__Text__
---+---

A Physical Computing Studio Brief That Actually Works: A Template for Industrial Design Instructors

A complete, pressure-tested studio brief for teaching physical computing to second-year industrial design students, with weekly structure, deliverables, assessment guidance and adaptation notes.


Every ID department has had the same conversation. Someone at a faculty meeting says "we should really be teaching physical computing in the second-year studio." Heads nod. A pilot gets penciled in for next semester. Next semester arrives and the pilot quietly becomes the semester after that, because nobody has time to write the brief.

The brief is the bottleneck. Not the budget, not the hardware, not the students. It is the twelve-page document that has to balance design rigor with realistic technical scope, predict where students will get stuck, lay out deliverables that can actually be assessed and survive the specific chaos of your program. Writing one from scratch takes forty hours of thinking you do not have.

So here is one you can take. It is the brief most instructors wish someone had handed them the first time they ran an interactive product studio. It is opinionated, it will not fit every program perfectly and it is designed to be modified. Everything in it has been pressure-tested in real studios with real students who had never touched a microcontroller before.

---+---

__What you will do__
Copy the stretch of the studio brief text from "Every ID department" through "do not have." word for word.

__Provided data__
---+---

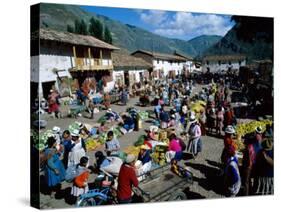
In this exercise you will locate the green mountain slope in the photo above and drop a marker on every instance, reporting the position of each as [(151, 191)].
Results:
[(255, 41), (130, 38), (203, 42)]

---+---

__Finished exercise__
Every ID department has had the same conversation. Someone at a faculty meeting says "we should really be teaching physical computing in the second-year studio." Heads nod. A pilot gets penciled in for next semester. Next semester arrives and the pilot quietly becomes the semester after that, because nobody has time to write the brief.

The brief is the bottleneck. Not the budget, not the hardware, not the students. It is the twelve-page document that has to balance design rigor with realistic technical scope, predict where students will get stuck, lay out deliverables that can actually be assessed and survive the specific chaos of your program. Writing one from scratch takes forty hours of thinking you do not have.